--- 本文 ---
病気の原因と東洋医学(漢方薬・鍼灸)

病気の原因と東洋医学(漢方薬・鍼灸)

病気になる原因

更年期は、さまざまな不定愁訴が起こるのと同時に、生活習慣病にかかりやすい時期でもある。

病気になる3大原因を理解して、東洋医学(漢方薬・鍼灸)で健康な体を作る。
更年期を迎える年代の女性にとって、最も不安なことは、重い病気になったらどうしよう、ということ。
しかし、病気というのはある日突然かかるものではなく、長い間の不摂生や無理が目に見えないところで積み重なって、病気として体に現れる。
だから目に見えない時期に病気の原因を突き止め、取り除き、病気を防ぐ、治す、というのが東洋医学「養生(ようせい=命を養う)医学」の考え方。
病気は何らかの原因が体に悪い影響を与え、バランスを崩すために起こる。
その原因は大きく3つある。

--- 資料 ---

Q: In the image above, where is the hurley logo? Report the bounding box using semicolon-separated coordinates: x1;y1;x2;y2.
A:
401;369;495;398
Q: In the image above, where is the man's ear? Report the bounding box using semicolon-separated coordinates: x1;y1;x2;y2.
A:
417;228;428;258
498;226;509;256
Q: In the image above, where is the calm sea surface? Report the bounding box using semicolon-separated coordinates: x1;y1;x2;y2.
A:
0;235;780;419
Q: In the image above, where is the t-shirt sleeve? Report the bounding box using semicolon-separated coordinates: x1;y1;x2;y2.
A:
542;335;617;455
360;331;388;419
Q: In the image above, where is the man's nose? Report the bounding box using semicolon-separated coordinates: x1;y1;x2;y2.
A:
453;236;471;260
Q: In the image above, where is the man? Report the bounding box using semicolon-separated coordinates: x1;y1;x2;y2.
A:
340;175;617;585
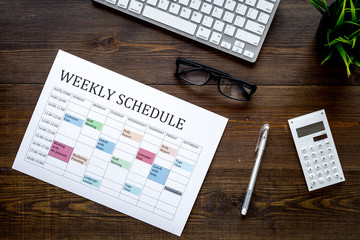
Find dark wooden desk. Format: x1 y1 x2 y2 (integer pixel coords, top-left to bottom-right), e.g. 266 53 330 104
0 0 360 239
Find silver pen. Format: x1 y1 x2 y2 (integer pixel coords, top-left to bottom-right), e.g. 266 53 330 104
241 124 270 215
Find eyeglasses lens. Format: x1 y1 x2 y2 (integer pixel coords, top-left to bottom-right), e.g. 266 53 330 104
219 78 251 100
179 64 210 85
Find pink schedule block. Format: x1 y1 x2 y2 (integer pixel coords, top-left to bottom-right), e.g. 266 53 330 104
49 140 74 163
136 148 155 165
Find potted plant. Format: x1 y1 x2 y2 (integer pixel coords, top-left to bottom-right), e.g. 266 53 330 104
309 0 360 77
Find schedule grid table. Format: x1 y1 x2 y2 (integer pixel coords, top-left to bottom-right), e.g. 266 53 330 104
25 87 202 220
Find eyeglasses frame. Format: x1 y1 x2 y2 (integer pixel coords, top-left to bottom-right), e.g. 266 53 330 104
174 57 257 101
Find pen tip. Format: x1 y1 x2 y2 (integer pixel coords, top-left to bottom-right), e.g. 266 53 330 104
241 209 247 216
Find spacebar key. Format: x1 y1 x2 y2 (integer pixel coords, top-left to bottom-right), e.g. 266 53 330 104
142 6 197 35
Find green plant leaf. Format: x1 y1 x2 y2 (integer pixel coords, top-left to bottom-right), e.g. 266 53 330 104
335 44 351 77
350 0 356 22
353 60 360 67
334 0 346 29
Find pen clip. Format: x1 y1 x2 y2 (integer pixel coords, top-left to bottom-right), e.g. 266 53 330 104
255 123 270 152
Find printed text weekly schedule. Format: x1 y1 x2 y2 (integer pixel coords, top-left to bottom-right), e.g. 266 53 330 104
13 50 227 235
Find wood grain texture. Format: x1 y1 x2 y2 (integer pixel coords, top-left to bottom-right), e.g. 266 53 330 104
0 0 360 239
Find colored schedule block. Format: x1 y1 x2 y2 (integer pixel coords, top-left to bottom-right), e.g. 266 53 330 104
64 113 84 127
136 148 155 165
83 175 100 187
148 164 170 185
174 159 194 172
49 140 74 163
111 156 131 170
160 144 177 157
96 138 115 154
121 129 142 142
85 118 103 131
71 153 89 165
123 183 141 196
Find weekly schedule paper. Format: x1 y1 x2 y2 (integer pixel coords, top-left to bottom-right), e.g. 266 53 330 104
13 50 228 236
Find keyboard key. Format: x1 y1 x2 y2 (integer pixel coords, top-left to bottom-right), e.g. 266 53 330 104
210 32 222 45
246 8 259 20
235 29 260 46
234 40 245 48
221 41 231 49
147 0 157 6
235 3 247 16
180 7 191 19
256 0 274 13
201 3 212 14
190 0 201 10
225 0 236 11
191 12 203 23
158 0 170 11
143 6 197 35
118 0 129 8
224 25 235 37
129 0 144 14
258 13 270 24
196 26 211 40
211 7 224 19
213 0 224 7
245 20 265 35
223 11 235 23
179 0 189 6
234 16 245 27
214 20 225 32
169 3 180 15
245 0 256 7
231 46 243 54
202 16 214 28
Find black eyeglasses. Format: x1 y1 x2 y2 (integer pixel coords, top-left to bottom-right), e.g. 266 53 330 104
174 57 257 101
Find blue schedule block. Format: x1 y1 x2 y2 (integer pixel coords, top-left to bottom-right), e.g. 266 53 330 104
96 138 115 154
174 159 194 172
148 164 170 185
64 113 84 127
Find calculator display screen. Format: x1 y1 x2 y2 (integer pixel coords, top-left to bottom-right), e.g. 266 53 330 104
296 121 325 138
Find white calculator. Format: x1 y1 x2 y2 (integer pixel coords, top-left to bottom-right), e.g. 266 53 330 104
288 110 345 191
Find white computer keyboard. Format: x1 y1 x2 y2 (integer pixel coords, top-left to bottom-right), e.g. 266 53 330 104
94 0 280 62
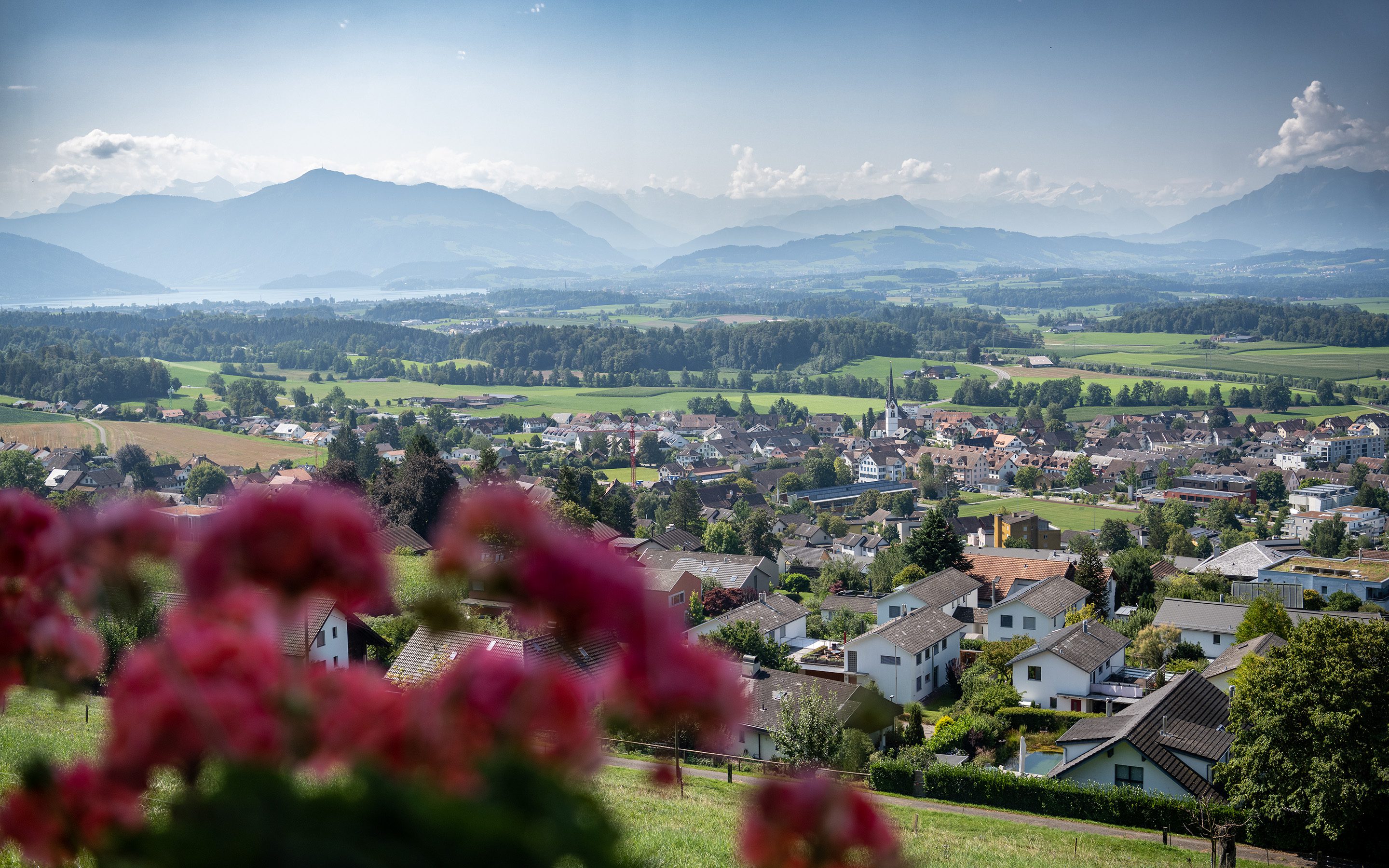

--- 課題一覧 ---
(a) 病気の原因と東洋医学の文章で「病気になる3大原因を理解して」から始まる段落を、主な内容を残して簡潔な箇条書きにまとめてください。
(b) 病気の原因と東洋医学の文章を、最後の文の後から書き継いでください。
資料は病気の原因と東洋医学の文章とは関係がありません。

--- 解答 ---
(a)
- 病気の3大原因を理解し、東洋医学(漢方薬・鍼灸)で健康な体を作る。
- 更年期を迎える年代の女性が最も不安に思うのは、重い病気になること。
- 病気は突然かかるのではなく、長い間の不摂生や無理が目に見えないところで積み重なって現れる。
- 目に見えない時期に原因を突き止めて取り除き、病気を防ぎ、治すのが東洋医学「養生医学」の考え方。
- 病気は何らかの原因が体に悪い影響を与え、バランスを崩すことで起こり、その原因は大きく3つある。

(b)
①体の外部からの原因(外因)
②体の内部、精神面からの原因(内因)
③生活の不摂生などによる原因(不内外因)

自分の生活のどこに病気の原因がひそんでいるかをチェック。
東洋医学(漢方薬、鍼灸、臨床心理学)で、それを取り除き、病気になりにくい体を作る。

病気になる3大原因

外因=快適すぎる環境が適応能力を低下させる

東洋医学には「天人合一」、自然と人間は一体である、という考え方が根底にある。逆にいうと、人間と自然の調和が崩れると病気になる。
文明が進むにしたがって、人間は環境をコントロールし、自然にも手を加えて、より快適な生活を作りました。
夏の暑い時でも、冷房がきいていて涼しく過ごせるし、冬の寒い時にも、暖房がきいて暖かく過ごせる。
冬の寒い時に、暖房のきいた暖かい部屋で、冷たい飲み物やアイスクリームを食べることもある。
しかし、自然に逆らった生活が当たり前になった結果、冷え性や冷房病などに悩まされる人が増えてきた。
自然を無視した生活に慣れてしまうと、外の変化に、うまく対応できなくなり、体内のバランスが崩れて病気になる。
人間はもともと環境に適応する能力を持っている=暑い日には汗をかいて新陳代謝を促進=寒い日にも、外で空気にふれ、運動して体を温める。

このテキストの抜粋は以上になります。